━━━━━ SOURCE MATERIAL ━━━━━

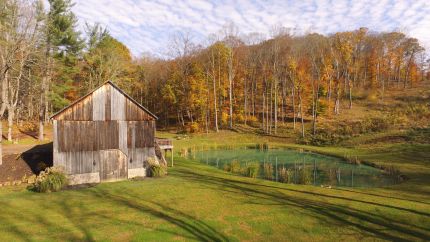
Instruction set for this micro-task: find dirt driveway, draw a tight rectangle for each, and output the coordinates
[3,144,42,156]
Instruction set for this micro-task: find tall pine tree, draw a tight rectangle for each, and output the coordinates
[39,0,83,141]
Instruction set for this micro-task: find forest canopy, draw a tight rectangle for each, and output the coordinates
[0,0,429,142]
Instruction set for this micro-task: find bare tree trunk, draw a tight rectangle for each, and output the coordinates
[404,54,414,89]
[292,86,296,130]
[1,71,8,117]
[334,91,340,115]
[266,87,269,133]
[213,76,218,132]
[274,79,278,134]
[281,81,285,123]
[211,50,219,132]
[397,63,401,88]
[269,81,272,134]
[311,80,316,136]
[205,107,209,134]
[39,76,46,141]
[252,78,255,117]
[244,77,247,125]
[180,112,185,126]
[7,106,14,142]
[299,88,305,138]
[348,71,353,109]
[228,49,234,129]
[262,89,265,132]
[327,76,332,109]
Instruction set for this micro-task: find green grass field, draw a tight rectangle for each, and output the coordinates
[0,131,429,241]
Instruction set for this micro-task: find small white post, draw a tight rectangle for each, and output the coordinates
[171,148,174,167]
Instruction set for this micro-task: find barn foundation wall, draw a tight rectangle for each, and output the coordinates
[128,168,147,178]
[68,172,100,185]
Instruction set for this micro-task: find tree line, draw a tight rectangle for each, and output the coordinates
[0,0,429,146]
[138,25,428,137]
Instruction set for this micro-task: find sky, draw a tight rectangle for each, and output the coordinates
[69,0,430,57]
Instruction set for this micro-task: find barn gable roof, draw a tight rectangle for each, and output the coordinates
[50,81,158,120]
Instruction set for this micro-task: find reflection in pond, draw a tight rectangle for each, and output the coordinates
[187,148,400,187]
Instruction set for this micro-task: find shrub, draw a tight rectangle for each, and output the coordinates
[366,91,378,102]
[223,163,231,172]
[147,157,166,177]
[234,113,245,123]
[302,115,393,146]
[298,166,312,185]
[366,117,390,132]
[230,160,242,173]
[221,112,229,126]
[21,122,38,132]
[187,123,200,133]
[255,143,269,150]
[301,129,345,146]
[384,165,401,178]
[327,169,337,185]
[263,162,273,180]
[279,167,292,183]
[244,162,260,178]
[150,165,166,177]
[247,115,258,123]
[33,167,68,193]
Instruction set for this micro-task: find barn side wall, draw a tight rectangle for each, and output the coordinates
[53,120,156,184]
[53,83,157,185]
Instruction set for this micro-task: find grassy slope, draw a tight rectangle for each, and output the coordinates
[0,83,429,241]
[0,131,429,241]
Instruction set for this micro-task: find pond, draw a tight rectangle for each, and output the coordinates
[187,148,399,188]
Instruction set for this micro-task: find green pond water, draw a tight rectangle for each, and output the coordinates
[187,148,399,187]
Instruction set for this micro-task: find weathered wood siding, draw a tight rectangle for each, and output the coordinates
[53,84,156,122]
[54,120,155,175]
[56,120,154,153]
[100,150,127,181]
[54,95,93,121]
[111,86,126,120]
[125,98,154,120]
[92,85,107,120]
[52,82,157,183]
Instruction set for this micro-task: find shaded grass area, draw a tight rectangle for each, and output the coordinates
[1,130,429,241]
[0,158,429,241]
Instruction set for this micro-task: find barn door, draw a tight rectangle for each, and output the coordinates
[99,149,127,182]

━━━━━

** EXERCISE **
Transcribe every record above exactly, leaving out the pictures.

** SOLUTION **
Instruction set for this micro-task: find dirt driveway, draw a tight rectangle for each, and output the coordinates
[3,144,42,156]
Instruction set for this micro-task: find tall pine tree, draw a tight rectangle for each, and output the coordinates
[39,0,83,141]
Instruction set for this micro-task: find forest canopy, draw a tight rectangle for each, and output the coordinates
[0,0,429,142]
Instruction set for this micro-task: find bare tree trunk, draw a tight rectangle for each, and output the coordinates
[404,54,414,89]
[292,86,296,130]
[1,71,8,117]
[334,91,340,115]
[266,87,269,133]
[213,76,218,132]
[274,79,278,134]
[281,81,285,123]
[211,50,219,132]
[397,63,401,88]
[269,81,272,134]
[311,80,316,136]
[205,107,209,134]
[39,76,46,141]
[252,78,255,117]
[244,77,247,125]
[180,112,185,126]
[7,106,14,142]
[299,88,305,138]
[348,71,353,109]
[228,49,234,129]
[262,89,265,132]
[327,76,332,109]
Instruction set for this micro-task: find green grass field, draw a tight rectangle for each, and output the coordinates
[0,131,429,241]
Instruction set for this micro-task: find small white post, draw a tight rectangle for each, and output the coordinates
[171,148,174,167]
Instruction set for this micro-task: find barn foundation wall, draw a tight rectangle for each, and output the coordinates
[128,168,147,178]
[68,172,100,185]
Instruction set for this micro-task: find tree line, draw a tight rectangle for each, and output the coordinates
[0,0,429,146]
[138,25,428,137]
Instruction set for this micro-task: find sky, draw a tight rectangle for each, and output the coordinates
[69,0,430,57]
Instruction set for this micro-task: find barn gable roof, draw a tight rectangle for each, and output the coordinates
[50,81,158,120]
Instruction set for this micro-task: find reflection in pond, draw a tight rectangle for each, and output the coordinates
[187,148,400,187]
Instruction set for this micro-task: find shrub, draw a tight rectangle for each, and output the coordinates
[366,91,378,102]
[223,163,231,172]
[147,157,166,177]
[234,113,245,123]
[302,115,393,146]
[298,166,312,185]
[366,117,390,132]
[230,160,242,173]
[221,112,229,126]
[21,122,38,132]
[187,123,200,133]
[255,143,269,150]
[301,129,345,146]
[384,165,401,178]
[327,169,337,185]
[263,162,273,180]
[279,167,292,183]
[244,162,260,178]
[150,165,166,177]
[247,115,258,123]
[33,167,68,193]
Instruction set for this micro-task: find barn side wall, draw a tight rectangle for each, and output the coordinates
[53,120,156,184]
[53,83,157,185]
Instruction set for this micro-task: find grassy slope, draw a tight rectangle for each, and output the coordinates
[0,83,429,241]
[0,131,429,241]
Instruction set for this micro-task: find pond, draw a tight rectangle for each, and output the coordinates
[187,148,399,188]
Instruction set for this micro-task: find green pond water, draw a tight rectangle for each, and output the coordinates
[187,148,399,187]
Instruction set for this micro-task: find weathered wood siding, draw a tight rectangle for each, and output the coordinates
[53,84,156,122]
[54,120,155,175]
[56,120,154,153]
[100,150,127,181]
[54,95,93,121]
[111,86,126,120]
[125,98,154,120]
[92,85,107,120]
[52,82,157,183]
Instruction set for this micro-task: find shaded grass area, draw a tight rectangle for each, and output the coordinates
[1,130,429,241]
[0,158,429,241]
Instruction set for this micro-task: find barn door, draw a tight rectangle for each, and output the coordinates
[99,149,127,182]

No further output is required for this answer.